__What the task requires__
Carry on the page excerpt about spending on Internet of Things hardware from the point where it stops.

__Page excerpt__
======

Spending on Internet of Things (IoT) hardware will exceed $2.5 million every minute in 2016

The IT industry is being driven by digital business, and an environment driven by a connected world. Gartner predicts spending on Internet of Things (IoT) hardware will exceed $2.5 million every minute in 2016. Mike Harris, group vice president at Gartner, explained today to an audience of more than 1,000 CIOs and IT leaders at the sold out Gartner Symposium/ITxpo, that interconnections, relationships, and algorithms are defining the future of business.

"In five years, 1 million new devices will come online every hour. These interconnections are creating billions of new relationships. These relationships are not driven solely by data, but algorithms," said Partha Iyengar, distinguished analyst and head of research at Gartner India. "Data is inherently dumb. It doesn't actually do anything unless you know how to use it; how to act with it. Algorithms are where the real value lies. Algorithms define action. Dynamic algorithms are the core of new customer interactions."

======

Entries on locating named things

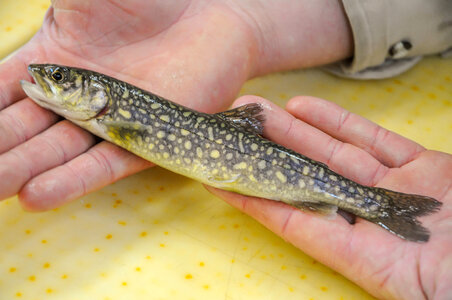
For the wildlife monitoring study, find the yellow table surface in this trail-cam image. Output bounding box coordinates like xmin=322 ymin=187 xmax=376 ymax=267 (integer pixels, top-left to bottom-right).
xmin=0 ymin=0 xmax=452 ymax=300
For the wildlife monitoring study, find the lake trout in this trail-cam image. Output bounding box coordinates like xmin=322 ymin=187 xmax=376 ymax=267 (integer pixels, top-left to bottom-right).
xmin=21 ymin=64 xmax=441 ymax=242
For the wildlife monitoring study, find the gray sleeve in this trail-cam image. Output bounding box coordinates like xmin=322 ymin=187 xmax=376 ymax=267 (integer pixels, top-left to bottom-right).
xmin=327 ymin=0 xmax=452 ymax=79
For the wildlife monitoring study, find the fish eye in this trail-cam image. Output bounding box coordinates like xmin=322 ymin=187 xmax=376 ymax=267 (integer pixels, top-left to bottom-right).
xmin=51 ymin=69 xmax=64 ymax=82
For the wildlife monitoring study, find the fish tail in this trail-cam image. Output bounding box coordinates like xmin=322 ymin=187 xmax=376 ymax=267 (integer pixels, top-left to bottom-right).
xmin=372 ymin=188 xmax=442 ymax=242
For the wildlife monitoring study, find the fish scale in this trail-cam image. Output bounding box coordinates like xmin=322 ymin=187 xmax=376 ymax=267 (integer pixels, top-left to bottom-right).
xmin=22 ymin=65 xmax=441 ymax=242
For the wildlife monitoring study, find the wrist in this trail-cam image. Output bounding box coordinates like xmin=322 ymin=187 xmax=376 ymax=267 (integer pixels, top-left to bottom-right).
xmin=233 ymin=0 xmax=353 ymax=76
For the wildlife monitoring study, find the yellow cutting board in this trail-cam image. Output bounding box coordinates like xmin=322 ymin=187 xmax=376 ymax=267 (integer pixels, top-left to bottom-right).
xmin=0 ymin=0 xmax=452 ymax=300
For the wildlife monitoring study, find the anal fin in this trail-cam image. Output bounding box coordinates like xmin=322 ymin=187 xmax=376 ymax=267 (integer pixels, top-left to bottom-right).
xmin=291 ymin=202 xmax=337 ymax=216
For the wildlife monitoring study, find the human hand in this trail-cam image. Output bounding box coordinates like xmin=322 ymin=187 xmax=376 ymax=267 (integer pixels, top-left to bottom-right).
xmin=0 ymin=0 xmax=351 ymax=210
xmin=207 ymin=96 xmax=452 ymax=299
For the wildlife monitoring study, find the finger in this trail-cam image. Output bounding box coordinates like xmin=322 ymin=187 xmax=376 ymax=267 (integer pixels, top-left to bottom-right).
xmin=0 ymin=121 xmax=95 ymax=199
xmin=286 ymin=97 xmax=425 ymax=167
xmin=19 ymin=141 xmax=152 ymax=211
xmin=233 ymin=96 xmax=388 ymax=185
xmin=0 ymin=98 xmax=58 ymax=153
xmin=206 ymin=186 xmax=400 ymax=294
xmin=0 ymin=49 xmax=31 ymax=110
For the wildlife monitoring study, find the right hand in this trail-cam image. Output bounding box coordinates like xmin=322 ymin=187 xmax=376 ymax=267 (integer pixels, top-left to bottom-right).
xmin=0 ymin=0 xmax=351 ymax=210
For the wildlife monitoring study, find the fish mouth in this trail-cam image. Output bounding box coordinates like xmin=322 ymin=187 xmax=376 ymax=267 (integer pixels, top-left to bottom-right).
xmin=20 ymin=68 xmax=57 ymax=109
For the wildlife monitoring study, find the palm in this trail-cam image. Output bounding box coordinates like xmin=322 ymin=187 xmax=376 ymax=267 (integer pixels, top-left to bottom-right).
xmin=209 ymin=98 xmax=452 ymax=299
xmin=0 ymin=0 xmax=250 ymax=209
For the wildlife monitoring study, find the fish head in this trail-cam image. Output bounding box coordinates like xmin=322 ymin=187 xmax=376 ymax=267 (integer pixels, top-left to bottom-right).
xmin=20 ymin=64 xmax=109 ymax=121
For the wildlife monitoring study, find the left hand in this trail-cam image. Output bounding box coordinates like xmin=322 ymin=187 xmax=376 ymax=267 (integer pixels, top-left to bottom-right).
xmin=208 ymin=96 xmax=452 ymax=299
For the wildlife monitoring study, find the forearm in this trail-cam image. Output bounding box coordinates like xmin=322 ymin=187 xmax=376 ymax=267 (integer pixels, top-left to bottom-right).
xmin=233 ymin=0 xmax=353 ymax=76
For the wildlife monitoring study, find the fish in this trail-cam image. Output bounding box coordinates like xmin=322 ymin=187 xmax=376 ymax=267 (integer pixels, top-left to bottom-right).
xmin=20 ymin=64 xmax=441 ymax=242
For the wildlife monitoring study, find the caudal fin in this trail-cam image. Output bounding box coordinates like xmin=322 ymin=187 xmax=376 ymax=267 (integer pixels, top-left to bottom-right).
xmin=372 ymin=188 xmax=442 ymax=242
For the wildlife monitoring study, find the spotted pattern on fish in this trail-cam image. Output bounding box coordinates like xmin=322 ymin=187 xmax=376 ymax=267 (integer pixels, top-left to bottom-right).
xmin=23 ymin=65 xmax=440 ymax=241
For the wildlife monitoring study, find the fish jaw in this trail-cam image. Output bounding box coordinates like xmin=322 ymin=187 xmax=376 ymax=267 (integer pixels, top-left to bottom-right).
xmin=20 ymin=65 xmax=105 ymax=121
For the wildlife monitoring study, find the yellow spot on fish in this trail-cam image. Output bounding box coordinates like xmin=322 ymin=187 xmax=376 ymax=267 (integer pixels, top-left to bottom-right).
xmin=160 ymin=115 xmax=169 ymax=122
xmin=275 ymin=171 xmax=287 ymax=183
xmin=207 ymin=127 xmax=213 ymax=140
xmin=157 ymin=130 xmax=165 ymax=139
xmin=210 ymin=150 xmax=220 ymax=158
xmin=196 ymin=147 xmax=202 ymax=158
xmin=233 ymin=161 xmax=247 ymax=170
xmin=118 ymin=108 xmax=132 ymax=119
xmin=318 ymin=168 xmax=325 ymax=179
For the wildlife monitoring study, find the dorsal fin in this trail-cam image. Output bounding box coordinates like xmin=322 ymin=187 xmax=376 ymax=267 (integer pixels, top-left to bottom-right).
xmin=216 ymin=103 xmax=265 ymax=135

======

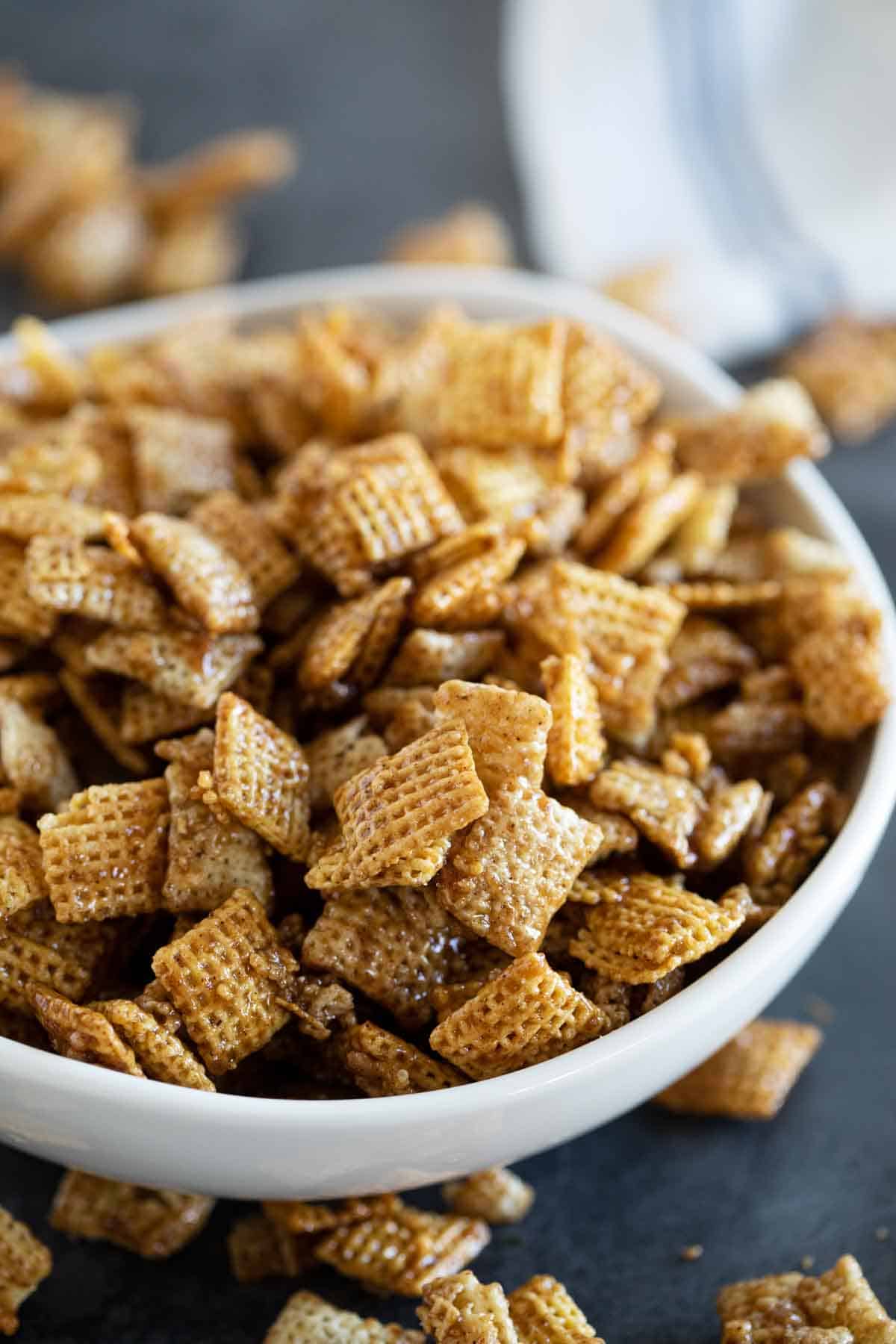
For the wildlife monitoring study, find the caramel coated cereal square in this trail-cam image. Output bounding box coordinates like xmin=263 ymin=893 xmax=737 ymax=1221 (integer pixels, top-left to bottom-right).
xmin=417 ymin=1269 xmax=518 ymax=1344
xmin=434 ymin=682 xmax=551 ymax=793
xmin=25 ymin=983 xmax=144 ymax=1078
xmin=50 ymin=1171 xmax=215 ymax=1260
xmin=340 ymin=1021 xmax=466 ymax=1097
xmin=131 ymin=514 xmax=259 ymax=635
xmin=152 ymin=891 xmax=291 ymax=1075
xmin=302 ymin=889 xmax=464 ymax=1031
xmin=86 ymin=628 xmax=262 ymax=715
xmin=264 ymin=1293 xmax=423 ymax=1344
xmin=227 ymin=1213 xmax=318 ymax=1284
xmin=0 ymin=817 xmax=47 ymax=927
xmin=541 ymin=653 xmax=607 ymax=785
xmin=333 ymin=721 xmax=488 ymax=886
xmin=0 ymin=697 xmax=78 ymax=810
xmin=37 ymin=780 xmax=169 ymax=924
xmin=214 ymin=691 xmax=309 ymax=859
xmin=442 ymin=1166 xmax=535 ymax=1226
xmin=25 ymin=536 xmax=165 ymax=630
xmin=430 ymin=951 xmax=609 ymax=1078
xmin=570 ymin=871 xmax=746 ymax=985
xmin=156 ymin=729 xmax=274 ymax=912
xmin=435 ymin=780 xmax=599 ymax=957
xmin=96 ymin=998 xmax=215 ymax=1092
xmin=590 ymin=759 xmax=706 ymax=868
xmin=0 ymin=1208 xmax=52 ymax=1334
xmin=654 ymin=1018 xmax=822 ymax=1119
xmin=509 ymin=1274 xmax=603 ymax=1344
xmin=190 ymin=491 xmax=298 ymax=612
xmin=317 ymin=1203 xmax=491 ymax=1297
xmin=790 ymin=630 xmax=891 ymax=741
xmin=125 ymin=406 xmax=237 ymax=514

======

__Task result__
The algorithmic economy will power the next great leap in machine-to-machine evolution in the Internet of Things. Products and services will be defined by the sophistication of their algorithms and services. Organizations will be valued, not just on their big data, but the algorithms that turn that data into actions, and ultimately impact customers.

"India will continue to be the fastest growing IT market for the second year in succession and will continue growing to total $87.67 billion by the end of 2019," said Aman Munglani, research director at Gartner. "India is currently the third largest IT market in Asia/Pacific, and by 2019 India will become the second-largest IT market within the Asia/Pacific region, following China."

Devices, which include mobile phones, PC's and tablets, will account for almost 33 percent of the overall IT spend in India, and the devices segment will grow 9.4 percent in 2016. Mobile phones will continue to be the single largest technology sub segment in India and the third fastest-growing through 2019.

"Data center systems will grow 3.9 percent in 2016, with most of this growth coming from enterprise network equipment and servers that will grow at 5.9 percent and 5.3 percent, respectively. IT services, which accounts for 18.1 percent of overall IT spend in India, will be the fastest growing segment in India in 2016 with 13.8 percent growth year on year. Within these segments, business IT services will grow 15.2 percent over 2015 figures," said Aman Munglani.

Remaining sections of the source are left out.